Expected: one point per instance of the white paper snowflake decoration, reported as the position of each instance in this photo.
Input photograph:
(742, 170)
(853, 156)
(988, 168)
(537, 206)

*YOUR GOAL*. Please return the data above exactly as given.

*SOLUTION BELOW*.
Expected: one point per instance of the white paper snowflake decoration, reported as the position of each instance in this photo.
Input photograph:
(742, 170)
(853, 156)
(988, 168)
(537, 206)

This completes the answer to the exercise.